• _Problem to solve_
Reproduce every one of the records below word for word, keeping each line the same.

• _Given data_
###
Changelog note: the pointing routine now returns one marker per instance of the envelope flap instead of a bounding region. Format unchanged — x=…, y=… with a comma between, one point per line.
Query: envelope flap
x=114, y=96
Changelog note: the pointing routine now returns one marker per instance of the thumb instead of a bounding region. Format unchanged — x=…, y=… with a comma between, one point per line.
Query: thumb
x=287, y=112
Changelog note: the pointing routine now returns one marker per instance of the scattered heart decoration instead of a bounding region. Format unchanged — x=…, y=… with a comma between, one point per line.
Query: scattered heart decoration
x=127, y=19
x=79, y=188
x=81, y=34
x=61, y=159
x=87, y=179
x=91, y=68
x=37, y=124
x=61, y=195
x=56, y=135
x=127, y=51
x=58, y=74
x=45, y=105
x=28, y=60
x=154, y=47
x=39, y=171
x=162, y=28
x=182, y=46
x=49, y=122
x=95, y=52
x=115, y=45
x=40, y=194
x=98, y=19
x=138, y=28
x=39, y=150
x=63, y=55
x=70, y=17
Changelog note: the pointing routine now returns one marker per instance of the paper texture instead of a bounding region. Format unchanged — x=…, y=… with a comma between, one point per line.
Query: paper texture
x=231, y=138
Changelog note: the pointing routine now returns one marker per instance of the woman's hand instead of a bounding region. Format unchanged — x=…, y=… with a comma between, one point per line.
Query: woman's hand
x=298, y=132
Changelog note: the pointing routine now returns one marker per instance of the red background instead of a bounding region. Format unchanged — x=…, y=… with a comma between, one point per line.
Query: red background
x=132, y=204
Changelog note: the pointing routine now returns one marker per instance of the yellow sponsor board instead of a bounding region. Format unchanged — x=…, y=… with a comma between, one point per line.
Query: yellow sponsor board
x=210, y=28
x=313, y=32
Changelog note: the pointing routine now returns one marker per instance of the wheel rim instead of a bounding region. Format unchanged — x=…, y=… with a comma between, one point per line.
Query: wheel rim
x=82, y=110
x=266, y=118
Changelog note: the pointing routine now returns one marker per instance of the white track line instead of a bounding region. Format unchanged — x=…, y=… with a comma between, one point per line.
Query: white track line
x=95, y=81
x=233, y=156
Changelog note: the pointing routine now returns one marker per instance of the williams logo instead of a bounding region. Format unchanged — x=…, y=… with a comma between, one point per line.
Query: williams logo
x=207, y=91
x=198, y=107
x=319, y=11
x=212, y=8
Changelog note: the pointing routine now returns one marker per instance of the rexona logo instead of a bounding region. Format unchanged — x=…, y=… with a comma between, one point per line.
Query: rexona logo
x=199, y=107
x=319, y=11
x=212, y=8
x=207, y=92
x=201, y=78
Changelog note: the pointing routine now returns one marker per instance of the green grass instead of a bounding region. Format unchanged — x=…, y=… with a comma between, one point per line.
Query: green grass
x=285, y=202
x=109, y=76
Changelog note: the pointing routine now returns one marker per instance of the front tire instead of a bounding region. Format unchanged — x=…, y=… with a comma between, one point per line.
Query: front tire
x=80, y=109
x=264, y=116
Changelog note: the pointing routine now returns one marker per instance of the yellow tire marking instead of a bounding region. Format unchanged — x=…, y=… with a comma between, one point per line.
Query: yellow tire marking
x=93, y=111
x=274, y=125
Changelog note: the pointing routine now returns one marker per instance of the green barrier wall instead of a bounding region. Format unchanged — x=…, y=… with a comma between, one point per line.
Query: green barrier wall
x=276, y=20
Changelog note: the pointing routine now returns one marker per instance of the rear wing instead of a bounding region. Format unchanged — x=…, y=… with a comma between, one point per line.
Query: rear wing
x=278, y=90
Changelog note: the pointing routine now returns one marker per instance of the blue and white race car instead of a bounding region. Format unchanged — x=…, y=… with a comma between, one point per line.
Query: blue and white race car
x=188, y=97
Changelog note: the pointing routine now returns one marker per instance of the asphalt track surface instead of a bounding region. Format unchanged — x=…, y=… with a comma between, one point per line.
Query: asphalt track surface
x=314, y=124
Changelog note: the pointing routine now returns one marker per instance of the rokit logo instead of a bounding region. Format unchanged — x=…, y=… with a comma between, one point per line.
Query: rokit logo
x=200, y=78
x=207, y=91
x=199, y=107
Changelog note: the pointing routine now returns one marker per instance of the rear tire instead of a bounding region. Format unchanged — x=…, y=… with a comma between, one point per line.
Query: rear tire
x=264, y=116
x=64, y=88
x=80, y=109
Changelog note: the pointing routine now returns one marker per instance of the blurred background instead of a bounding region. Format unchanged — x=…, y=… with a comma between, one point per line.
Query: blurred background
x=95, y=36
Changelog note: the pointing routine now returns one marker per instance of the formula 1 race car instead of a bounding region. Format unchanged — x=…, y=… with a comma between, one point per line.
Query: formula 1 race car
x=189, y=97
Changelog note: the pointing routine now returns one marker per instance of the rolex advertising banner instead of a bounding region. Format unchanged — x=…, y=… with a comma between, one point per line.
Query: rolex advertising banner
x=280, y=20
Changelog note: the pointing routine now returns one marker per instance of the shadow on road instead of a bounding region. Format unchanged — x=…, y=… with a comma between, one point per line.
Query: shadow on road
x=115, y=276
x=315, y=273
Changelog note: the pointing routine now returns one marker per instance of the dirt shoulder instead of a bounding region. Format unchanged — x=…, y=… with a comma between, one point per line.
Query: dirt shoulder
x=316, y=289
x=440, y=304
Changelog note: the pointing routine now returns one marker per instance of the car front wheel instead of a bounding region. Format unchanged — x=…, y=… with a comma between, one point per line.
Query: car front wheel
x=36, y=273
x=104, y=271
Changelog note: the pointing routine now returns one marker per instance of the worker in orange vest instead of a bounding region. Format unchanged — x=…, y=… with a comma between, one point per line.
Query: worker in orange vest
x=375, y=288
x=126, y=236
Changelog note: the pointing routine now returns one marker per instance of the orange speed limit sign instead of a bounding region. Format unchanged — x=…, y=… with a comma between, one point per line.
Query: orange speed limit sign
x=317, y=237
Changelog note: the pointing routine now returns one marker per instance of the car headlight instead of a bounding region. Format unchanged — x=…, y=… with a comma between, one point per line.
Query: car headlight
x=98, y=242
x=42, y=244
###
• _Correct answer_
Changelog note: the pointing routine now returns one marker per instance of the envelope flap instead of a bounding region. Format unchanged — x=…, y=… with a comma between, one point per line.
Query: envelope flap
x=114, y=96
Changelog note: the pointing routine now returns one marker per instance of the thumb instead of a bounding region. Format unchanged — x=…, y=… with a comma between, one point per line.
Query: thumb
x=287, y=112
Changelog note: the pointing routine now returns one marker per instance of the scattered heart decoration instead of a bounding region. Format unchanged — x=…, y=… with a comma between, one point per line.
Query: scattered heart decoration
x=127, y=19
x=79, y=188
x=81, y=34
x=61, y=159
x=87, y=179
x=91, y=68
x=37, y=124
x=61, y=195
x=56, y=135
x=127, y=51
x=58, y=74
x=45, y=105
x=28, y=60
x=154, y=47
x=39, y=171
x=162, y=28
x=182, y=46
x=49, y=122
x=95, y=52
x=115, y=45
x=40, y=194
x=98, y=19
x=138, y=28
x=39, y=150
x=63, y=55
x=70, y=17
Changelog note: the pointing routine now returns one marker per instance of the paper texture instead of a bounding region. Format unchanged — x=…, y=… with a comma between, one point per line.
Query: paper texture
x=231, y=138
Changelog note: the pointing routine now returns one marker per instance of the woman's hand instead of a bounding region. Format unchanged — x=…, y=… with a comma between, one point per line.
Query: woman's hand
x=298, y=132
Changelog note: the pointing routine now returns one marker per instance of the red background instead of a bounding region. Format unchanged — x=…, y=… with a comma between, one point per line.
Query: red background
x=132, y=204
Changelog note: the pointing routine now returns one marker per instance of the yellow sponsor board instead of a bounding region. Format unchanged — x=…, y=… with a comma between, one point per line.
Query: yellow sponsor board
x=210, y=28
x=313, y=32
Changelog note: the pointing routine now returns one marker per instance of the wheel rim instead of a bounding region. Format unchanged — x=…, y=… with a comma between, one point per line.
Query: wheel rim
x=82, y=110
x=266, y=118
Changelog note: the pointing routine now returns one marker per instance of the white track line instead of a bounding region. Format unchanged — x=…, y=… with a comma between, one point per line.
Query: white track line
x=95, y=81
x=233, y=156
Changelog note: the pointing routine now returns one marker per instance of the williams logo instead of a bounding region. Format unchanged — x=…, y=… with a comma between, one point per line.
Query: williams logo
x=207, y=91
x=198, y=107
x=319, y=11
x=212, y=8
Changelog note: the pointing routine now returns one marker per instance of the rexona logo instead of a bounding region. Format unchanged — x=…, y=… with a comma between, one point per line.
Query: rexona logo
x=199, y=107
x=319, y=11
x=212, y=8
x=207, y=92
x=201, y=78
Changelog note: the pointing routine now returns one marker per instance of the green grass instead of a bounding region. Format unchanged — x=…, y=… with a comma between, one point per line.
Query: green grass
x=285, y=202
x=109, y=76
Changelog note: the pointing routine now returns one marker per instance of the front tire instead of a bounding region. Format unchanged — x=…, y=… with a comma between, one point per line.
Query: front tire
x=80, y=109
x=264, y=116
Changelog note: the pointing routine now returns one marker per instance of the yellow tire marking instead of a bounding region. Format unchanged — x=…, y=… with a comma between, one point per line.
Query: yellow tire marking
x=93, y=111
x=274, y=125
Changelog note: the pointing routine now returns one marker per instance of the green barrier wall instead of a bounding region. Format unchanged — x=…, y=… with a comma between, one point per line.
Query: green barrier wall
x=276, y=20
Changelog note: the pointing routine now returns one marker per instance of the rear wing instead of a bounding region. Format unchanged — x=…, y=… with a comma between, one point per line.
Query: rear wing
x=278, y=90
Changelog note: the pointing routine now returns one marker per instance of the blue and white race car instead of a bounding region. Format unchanged — x=…, y=… with a comma between, one point per line.
Query: blue and white race car
x=188, y=97
Changelog note: the pointing routine now returns one marker per instance of the asphalt track surface instead of a bounding region. Format unchanged — x=…, y=… with a comma between, one point per line.
Query: asphalt track surface
x=314, y=124
Changelog note: the pointing routine now returns one marker per instance of the rokit logo instead of a bounding region. Format unchanged — x=…, y=… with a comma between, one point per line.
Query: rokit logo
x=200, y=78
x=207, y=91
x=199, y=107
Changelog note: the pointing routine now returns one marker per instance of the rear tire instead of a bounding region. Format unchanged — x=…, y=… with a comma between, one point per line.
Query: rear tire
x=264, y=116
x=64, y=88
x=80, y=109
Changelog note: the pointing routine now returns one marker per instance of the blurred background instead of a bounding region. Format unchanged — x=…, y=… with a comma between, one point per line.
Query: blurred background
x=95, y=36
Changelog note: the pointing routine now returns one marker per instance of the formula 1 race car instead of a bounding region. Format unchanged — x=…, y=… with a comma between, one point per line.
Query: formula 1 race car
x=189, y=97
Changelog note: the pointing routine now returns one marker per instance of the rolex advertising banner instead of a bounding region. Format unchanged — x=…, y=… with a comma between, one point per line.
Query: rolex advertising banner
x=280, y=20
Changelog note: the pointing routine now returns one marker per instance of the shadow on road instead of a bounding region. Format unchanged — x=…, y=… with a comma between, one point per line.
Query: shadow on road
x=115, y=276
x=315, y=273
Changelog note: the pointing routine now returns one marker per instance of the dirt shoulder instead of a bounding region. Format unchanged — x=…, y=… with a comma between, one point per line.
Query: dirt shoulder
x=316, y=289
x=440, y=304
Changelog note: the pointing routine now returns one marker per instance of the car front wheel instead of a bounding region. Format unchanged — x=…, y=… with a comma between, one point per line.
Query: car front wheel
x=36, y=273
x=104, y=271
Changelog note: the pointing routine now returns one marker per instance of the worker in orange vest instead of a bounding region. Format unchanged — x=…, y=… with a comma between, one point per line.
Query: worker in orange vest
x=375, y=288
x=126, y=236
Changelog note: the pointing routine now returns one marker per instance of the orange speed limit sign instead of a bounding region. Format unchanged — x=…, y=… with a comma between, one point per line.
Query: orange speed limit sign
x=317, y=237
Changelog note: the pointing routine now returns one marker per instance of the car headlight instead of a bounding region. Format unchanged — x=…, y=… with a comma between, one point per line.
Query: car headlight
x=98, y=242
x=42, y=244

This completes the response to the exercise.